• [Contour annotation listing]
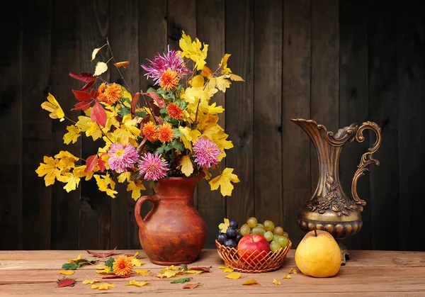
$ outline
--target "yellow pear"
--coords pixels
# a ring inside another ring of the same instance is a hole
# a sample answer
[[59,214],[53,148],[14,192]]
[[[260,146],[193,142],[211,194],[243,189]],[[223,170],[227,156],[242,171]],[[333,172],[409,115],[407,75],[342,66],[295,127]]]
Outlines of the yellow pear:
[[329,232],[310,231],[295,250],[295,264],[305,275],[334,276],[341,268],[339,246]]

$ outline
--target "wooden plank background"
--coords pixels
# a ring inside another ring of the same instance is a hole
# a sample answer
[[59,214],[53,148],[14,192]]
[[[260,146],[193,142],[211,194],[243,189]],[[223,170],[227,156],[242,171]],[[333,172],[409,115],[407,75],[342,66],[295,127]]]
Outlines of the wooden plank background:
[[[67,194],[45,187],[35,172],[43,155],[68,150],[83,157],[97,144],[65,145],[66,124],[40,103],[48,92],[69,112],[69,72],[91,71],[91,51],[108,38],[134,90],[150,82],[145,58],[178,49],[182,30],[208,44],[208,62],[232,54],[230,67],[244,83],[214,97],[225,107],[220,123],[234,147],[226,165],[241,182],[232,197],[200,183],[196,203],[214,247],[224,217],[273,220],[294,247],[303,233],[297,213],[316,186],[317,156],[305,133],[290,121],[312,118],[336,131],[352,123],[382,128],[379,167],[360,179],[368,205],[363,229],[348,249],[425,250],[419,235],[425,199],[425,3],[421,0],[42,0],[3,10],[0,72],[0,250],[140,247],[135,202],[115,199],[94,181]],[[101,51],[103,60],[110,57]],[[110,81],[121,82],[112,71]],[[340,164],[349,192],[361,155],[373,143],[349,143]],[[120,189],[123,190],[123,189]],[[150,193],[148,190],[147,194]],[[150,206],[144,207],[146,213]]]

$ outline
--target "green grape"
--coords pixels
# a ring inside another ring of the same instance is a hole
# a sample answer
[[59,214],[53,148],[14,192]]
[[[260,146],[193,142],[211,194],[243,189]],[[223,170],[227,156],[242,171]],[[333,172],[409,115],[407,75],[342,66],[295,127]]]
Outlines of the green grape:
[[273,240],[273,235],[271,231],[267,231],[263,236],[264,236],[264,238],[266,238],[268,242]]
[[285,236],[279,236],[278,242],[280,245],[280,247],[285,247],[288,245],[288,237]]
[[245,236],[251,232],[251,228],[248,225],[244,224],[242,225],[242,227],[241,227],[239,232],[242,235]]
[[252,228],[252,234],[260,234],[264,235],[266,230],[260,227],[254,227]]
[[250,228],[253,228],[255,226],[256,226],[257,223],[258,221],[254,217],[251,217],[246,220],[246,223],[248,224]]
[[273,232],[278,235],[283,235],[283,228],[280,226],[278,226],[274,229]]
[[266,231],[273,232],[274,230],[274,223],[273,223],[271,220],[265,220],[263,225],[264,225],[264,230],[266,230]]
[[278,242],[277,241],[273,240],[271,242],[270,242],[270,250],[271,250],[273,252],[278,251],[280,250],[280,245],[279,245],[279,242]]

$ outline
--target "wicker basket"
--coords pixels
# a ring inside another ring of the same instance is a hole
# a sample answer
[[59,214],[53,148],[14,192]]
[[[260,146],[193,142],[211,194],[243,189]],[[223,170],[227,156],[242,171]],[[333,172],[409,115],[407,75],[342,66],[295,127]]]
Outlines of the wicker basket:
[[239,257],[237,249],[225,247],[217,240],[215,240],[215,245],[217,245],[217,251],[220,257],[222,259],[227,267],[240,272],[261,273],[280,268],[288,252],[290,250],[292,242],[288,240],[288,245],[285,248],[280,248],[274,252],[270,251],[266,253],[263,251],[259,254],[253,255],[251,254],[248,257],[244,257],[246,252],[242,254],[239,252]]

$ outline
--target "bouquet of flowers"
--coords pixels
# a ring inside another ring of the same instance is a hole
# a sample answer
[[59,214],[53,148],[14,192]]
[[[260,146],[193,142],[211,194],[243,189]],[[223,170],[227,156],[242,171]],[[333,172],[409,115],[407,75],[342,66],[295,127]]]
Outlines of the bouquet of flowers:
[[[82,111],[77,122],[69,119],[49,94],[41,107],[50,112],[52,118],[73,122],[67,127],[64,143],[75,143],[84,133],[94,141],[102,140],[104,145],[85,159],[67,151],[45,156],[35,172],[44,176],[46,186],[57,180],[66,184],[64,189],[69,192],[76,189],[81,179],[94,177],[99,190],[115,198],[115,182],[126,182],[127,191],[137,200],[145,189],[144,181],[154,183],[203,172],[212,190],[220,187],[222,196],[232,195],[232,183],[239,180],[232,168],[220,172],[219,164],[226,156],[225,150],[233,145],[217,123],[224,108],[210,99],[217,91],[225,92],[231,81],[243,79],[228,67],[230,55],[225,55],[212,72],[205,62],[208,45],[198,38],[192,41],[183,32],[179,45],[180,50],[171,50],[169,46],[166,53],[147,59],[148,65],[142,65],[154,86],[144,92],[132,93],[125,80],[124,86],[101,78],[111,61],[120,74],[120,69],[128,65],[116,62],[113,55],[106,62],[98,62],[94,74],[70,72],[85,84],[81,89],[72,90],[77,100],[72,110]],[[107,40],[93,51],[92,61],[105,47],[112,54]],[[94,87],[98,81],[101,84]],[[80,159],[85,164],[80,164]],[[210,169],[215,169],[215,177],[212,178]]]

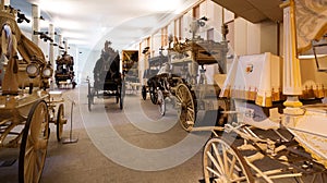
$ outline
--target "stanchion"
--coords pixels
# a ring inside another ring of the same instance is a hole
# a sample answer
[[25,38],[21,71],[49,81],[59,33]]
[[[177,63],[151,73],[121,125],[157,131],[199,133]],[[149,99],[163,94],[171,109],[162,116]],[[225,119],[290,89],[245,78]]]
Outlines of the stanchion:
[[72,144],[72,143],[77,143],[78,142],[78,138],[73,138],[73,109],[74,109],[74,105],[75,105],[75,101],[72,100],[70,137],[62,139],[62,144]]

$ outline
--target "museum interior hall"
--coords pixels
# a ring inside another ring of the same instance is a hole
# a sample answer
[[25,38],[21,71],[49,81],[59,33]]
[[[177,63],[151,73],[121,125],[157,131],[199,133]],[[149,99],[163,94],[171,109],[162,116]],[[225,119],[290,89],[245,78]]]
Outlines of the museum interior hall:
[[0,183],[327,182],[326,0],[0,0]]

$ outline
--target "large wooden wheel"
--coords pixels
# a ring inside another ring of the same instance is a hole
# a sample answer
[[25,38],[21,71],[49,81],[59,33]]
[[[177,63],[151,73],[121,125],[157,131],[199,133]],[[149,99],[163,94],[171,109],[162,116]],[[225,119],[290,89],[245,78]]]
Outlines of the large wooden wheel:
[[209,139],[203,151],[206,183],[254,182],[243,156],[220,138]]
[[166,113],[166,101],[165,101],[164,94],[162,94],[162,91],[160,89],[158,90],[158,100],[157,100],[157,103],[159,106],[159,112],[160,112],[160,114],[165,115],[165,113]]
[[185,84],[179,84],[175,89],[177,107],[181,126],[190,132],[196,119],[194,95]]
[[60,142],[62,138],[63,124],[66,123],[66,119],[64,118],[64,108],[63,103],[60,103],[57,112],[57,141]]
[[48,108],[44,100],[35,102],[28,113],[20,150],[19,180],[37,183],[45,166],[49,139]]

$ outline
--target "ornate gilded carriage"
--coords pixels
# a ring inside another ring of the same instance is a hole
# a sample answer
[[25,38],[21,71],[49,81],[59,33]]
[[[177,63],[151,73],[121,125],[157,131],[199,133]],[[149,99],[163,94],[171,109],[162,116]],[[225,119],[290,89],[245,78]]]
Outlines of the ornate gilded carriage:
[[55,71],[55,80],[57,86],[72,85],[75,88],[74,58],[64,52],[61,58],[56,60],[57,70]]

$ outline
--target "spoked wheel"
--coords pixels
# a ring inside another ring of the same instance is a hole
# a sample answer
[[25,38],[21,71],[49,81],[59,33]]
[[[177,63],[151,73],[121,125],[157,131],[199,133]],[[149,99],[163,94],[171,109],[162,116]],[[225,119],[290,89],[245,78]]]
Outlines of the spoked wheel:
[[87,107],[88,111],[92,111],[90,106],[94,103],[94,94],[92,93],[90,84],[88,82],[88,87],[87,87]]
[[142,98],[143,98],[143,100],[146,100],[146,86],[145,85],[142,86]]
[[165,97],[164,94],[161,91],[161,89],[158,89],[158,100],[157,103],[159,106],[159,112],[161,115],[165,115],[166,112],[166,102],[165,102]]
[[48,108],[40,100],[33,105],[23,131],[19,161],[20,182],[39,182],[46,161],[48,138]]
[[64,118],[63,103],[60,103],[57,113],[57,141],[60,142],[62,138],[63,124],[66,123],[66,119]]
[[243,156],[220,138],[211,138],[206,143],[203,170],[206,183],[254,182]]
[[175,97],[180,124],[185,131],[190,132],[196,118],[195,99],[185,84],[180,84],[177,87]]

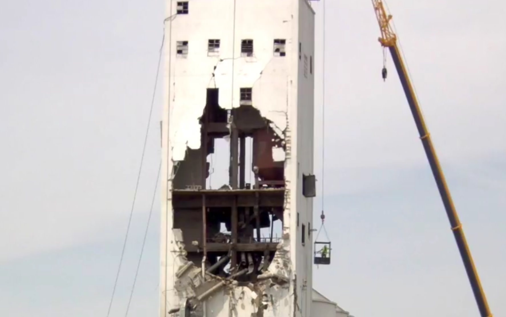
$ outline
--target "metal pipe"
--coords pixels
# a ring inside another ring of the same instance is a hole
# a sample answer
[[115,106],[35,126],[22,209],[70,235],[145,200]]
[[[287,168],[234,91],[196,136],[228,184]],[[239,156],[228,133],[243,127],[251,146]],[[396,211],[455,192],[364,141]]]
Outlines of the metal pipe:
[[230,255],[225,255],[225,256],[222,256],[221,258],[216,261],[216,263],[213,264],[207,269],[206,272],[207,273],[212,273],[215,269],[219,267],[222,264],[225,264],[226,262],[230,259]]

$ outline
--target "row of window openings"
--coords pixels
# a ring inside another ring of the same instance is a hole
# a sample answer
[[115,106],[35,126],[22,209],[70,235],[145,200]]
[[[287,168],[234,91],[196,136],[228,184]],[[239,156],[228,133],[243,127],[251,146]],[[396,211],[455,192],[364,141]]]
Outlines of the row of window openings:
[[[297,227],[299,227],[299,213],[297,213]],[[310,237],[311,236],[311,223],[308,222],[308,237]],[[302,224],[302,234],[301,235],[302,245],[306,245],[306,224],[304,223]]]
[[[286,40],[276,39],[274,40],[273,52],[275,56],[285,56]],[[178,55],[185,56],[188,54],[188,41],[178,41],[176,47]],[[207,53],[217,53],[220,52],[220,40],[209,39],[207,41]],[[241,55],[243,57],[253,56],[253,40],[243,39],[241,41]]]

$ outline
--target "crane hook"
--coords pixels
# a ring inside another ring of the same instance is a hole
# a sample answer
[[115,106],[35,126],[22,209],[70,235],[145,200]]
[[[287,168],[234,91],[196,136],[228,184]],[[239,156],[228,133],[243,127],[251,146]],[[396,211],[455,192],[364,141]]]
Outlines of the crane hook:
[[383,78],[383,81],[385,81],[387,79],[387,74],[388,74],[387,72],[387,68],[385,67],[385,66],[383,66],[383,69],[382,69],[381,71],[381,75],[382,77]]

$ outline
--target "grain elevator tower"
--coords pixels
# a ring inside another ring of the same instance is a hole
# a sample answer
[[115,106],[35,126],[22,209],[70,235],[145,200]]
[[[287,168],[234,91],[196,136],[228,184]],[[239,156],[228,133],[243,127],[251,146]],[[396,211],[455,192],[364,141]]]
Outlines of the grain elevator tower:
[[166,3],[160,316],[309,317],[314,11]]

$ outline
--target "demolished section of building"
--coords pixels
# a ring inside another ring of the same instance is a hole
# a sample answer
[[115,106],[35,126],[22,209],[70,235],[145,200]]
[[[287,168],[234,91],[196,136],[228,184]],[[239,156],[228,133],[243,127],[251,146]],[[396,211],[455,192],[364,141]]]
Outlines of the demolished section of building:
[[[160,315],[306,317],[314,12],[306,0],[233,3],[167,0]],[[224,150],[226,179],[213,188]]]

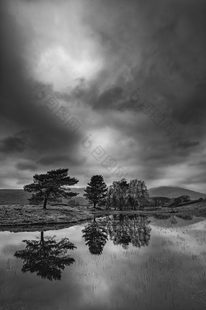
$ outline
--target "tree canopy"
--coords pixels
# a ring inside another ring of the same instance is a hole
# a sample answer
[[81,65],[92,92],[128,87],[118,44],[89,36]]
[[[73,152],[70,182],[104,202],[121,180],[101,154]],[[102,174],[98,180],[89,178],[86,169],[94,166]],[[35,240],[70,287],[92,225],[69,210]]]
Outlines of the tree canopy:
[[45,209],[48,200],[54,201],[60,197],[70,199],[78,195],[70,192],[71,188],[68,187],[76,184],[79,181],[68,175],[68,170],[60,168],[48,171],[47,173],[35,175],[34,183],[23,187],[25,192],[35,193],[28,200],[36,198],[44,201],[43,208]]
[[84,190],[86,193],[83,196],[89,200],[89,203],[94,204],[94,207],[95,208],[97,204],[105,200],[107,190],[107,185],[103,177],[100,175],[93,175],[87,184],[88,186]]

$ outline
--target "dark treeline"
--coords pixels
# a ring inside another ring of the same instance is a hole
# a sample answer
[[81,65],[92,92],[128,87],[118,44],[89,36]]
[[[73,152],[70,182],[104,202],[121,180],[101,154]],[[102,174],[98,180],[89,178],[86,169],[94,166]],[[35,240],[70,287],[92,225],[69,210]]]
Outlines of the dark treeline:
[[148,205],[149,197],[144,181],[136,179],[128,183],[123,178],[120,181],[114,181],[109,186],[106,199],[102,204],[107,209],[113,207],[115,210],[141,210]]

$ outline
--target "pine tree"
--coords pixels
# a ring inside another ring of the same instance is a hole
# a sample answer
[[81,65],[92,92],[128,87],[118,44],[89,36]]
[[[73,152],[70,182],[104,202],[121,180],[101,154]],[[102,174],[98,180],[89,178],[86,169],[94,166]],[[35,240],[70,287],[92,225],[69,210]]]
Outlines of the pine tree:
[[93,175],[87,184],[89,186],[84,190],[86,193],[83,196],[89,200],[89,203],[94,203],[94,207],[96,208],[97,203],[102,202],[105,199],[107,190],[107,185],[103,177],[99,175]]
[[46,209],[48,200],[52,201],[59,197],[69,199],[78,194],[69,192],[71,188],[68,187],[76,184],[79,181],[68,176],[68,170],[60,168],[48,171],[44,174],[36,174],[33,177],[34,183],[24,185],[23,189],[25,192],[35,193],[32,194],[31,199],[36,198],[44,201],[43,209]]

• [Job]
Show every line of the listing above that contains the string "yellow", copying each line in full. Case counts.

• [Problem solution]
--target "yellow pear"
Outlines of the yellow pear:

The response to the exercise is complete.